## Your task
Return every line of the data below unchanged, leaving out the pictures.

## Data for review
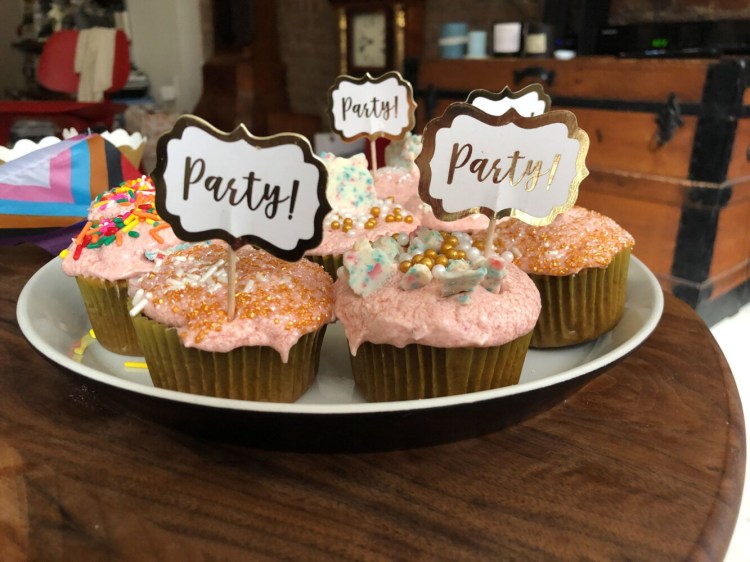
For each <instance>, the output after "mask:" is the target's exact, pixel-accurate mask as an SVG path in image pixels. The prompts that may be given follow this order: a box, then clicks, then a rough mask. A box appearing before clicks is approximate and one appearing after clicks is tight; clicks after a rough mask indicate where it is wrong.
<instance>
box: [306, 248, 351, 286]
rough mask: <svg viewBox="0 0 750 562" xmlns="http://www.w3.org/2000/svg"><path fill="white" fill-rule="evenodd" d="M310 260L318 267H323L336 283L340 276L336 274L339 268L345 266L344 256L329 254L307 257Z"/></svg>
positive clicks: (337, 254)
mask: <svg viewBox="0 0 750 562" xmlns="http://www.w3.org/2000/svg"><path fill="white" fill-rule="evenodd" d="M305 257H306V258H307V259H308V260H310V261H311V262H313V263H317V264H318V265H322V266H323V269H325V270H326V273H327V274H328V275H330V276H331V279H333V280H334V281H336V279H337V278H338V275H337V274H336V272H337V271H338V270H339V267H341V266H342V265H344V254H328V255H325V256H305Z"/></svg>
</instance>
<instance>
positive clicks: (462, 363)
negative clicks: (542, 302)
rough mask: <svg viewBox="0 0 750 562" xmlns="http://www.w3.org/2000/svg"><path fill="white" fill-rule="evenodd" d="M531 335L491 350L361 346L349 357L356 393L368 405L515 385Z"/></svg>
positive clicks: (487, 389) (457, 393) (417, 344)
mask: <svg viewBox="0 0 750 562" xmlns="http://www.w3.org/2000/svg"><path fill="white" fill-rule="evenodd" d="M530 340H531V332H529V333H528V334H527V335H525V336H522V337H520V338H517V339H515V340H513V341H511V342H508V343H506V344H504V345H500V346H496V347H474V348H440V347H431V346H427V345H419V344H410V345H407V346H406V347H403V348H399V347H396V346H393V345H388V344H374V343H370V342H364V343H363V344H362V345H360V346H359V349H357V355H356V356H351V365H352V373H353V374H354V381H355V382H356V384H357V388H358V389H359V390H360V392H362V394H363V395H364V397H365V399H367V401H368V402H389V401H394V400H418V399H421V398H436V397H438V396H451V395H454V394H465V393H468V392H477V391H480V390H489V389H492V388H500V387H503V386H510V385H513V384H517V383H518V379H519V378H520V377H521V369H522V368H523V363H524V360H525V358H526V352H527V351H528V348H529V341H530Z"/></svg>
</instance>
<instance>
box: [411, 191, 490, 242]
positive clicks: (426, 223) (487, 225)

## Answer for this exercise
For each <instance>, the output after "mask:" is the target's exact, pixel-accurate mask as an SVG path in image pixels. The prompts that may be given follow this order: a box, then clicks, then a rough mask. A box appearing before clicks is approximate and one appearing after clicks is tight; clicks after a rough mask indicate where it is wrong.
<instance>
box: [306, 248, 351, 286]
rough mask: <svg viewBox="0 0 750 562" xmlns="http://www.w3.org/2000/svg"><path fill="white" fill-rule="evenodd" d="M310 260L318 267H323L336 283L340 276L336 274L339 268L345 266L344 256L329 254L307 257Z"/></svg>
positive clicks: (337, 254)
mask: <svg viewBox="0 0 750 562" xmlns="http://www.w3.org/2000/svg"><path fill="white" fill-rule="evenodd" d="M305 257H306V258H307V259H308V260H310V261H311V262H313V263H317V264H318V265H322V266H323V269H325V270H326V273H327V274H328V275H330V276H331V279H333V280H334V281H336V279H337V278H338V275H337V274H336V272H337V271H338V270H339V267H341V266H342V265H344V254H328V255H325V256H305Z"/></svg>
</instance>
<instance>
positive clicks: (462, 363)
negative clicks: (542, 302)
rough mask: <svg viewBox="0 0 750 562" xmlns="http://www.w3.org/2000/svg"><path fill="white" fill-rule="evenodd" d="M531 335L491 350L361 346L349 357L356 393L368 405L515 385Z"/></svg>
positive clicks: (487, 389) (457, 393) (417, 344)
mask: <svg viewBox="0 0 750 562" xmlns="http://www.w3.org/2000/svg"><path fill="white" fill-rule="evenodd" d="M530 340H531V332H529V333H528V334H527V335H525V336H522V337H520V338H517V339H515V340H513V341H511V342H508V343H506V344H504V345H500V346H496V347H474V348H440V347H431V346H427V345H419V344H410V345H407V346H406V347H403V348H399V347H396V346H393V345H388V344H374V343H370V342H364V343H363V344H362V345H360V346H359V349H357V355H356V356H351V365H352V373H353V374H354V381H355V382H356V384H357V388H358V389H359V390H360V392H362V394H363V395H364V397H365V399H367V401H368V402H389V401H394V400H418V399H421V398H436V397H438V396H451V395H454V394H465V393H468V392H477V391H480V390H489V389H492V388H500V387H503V386H510V385H513V384H517V383H518V379H519V378H520V377H521V369H522V368H523V363H524V360H525V358H526V352H527V351H528V348H529V341H530Z"/></svg>
</instance>
<instance>
box: [411, 191, 490, 242]
positive clicks: (426, 223) (487, 225)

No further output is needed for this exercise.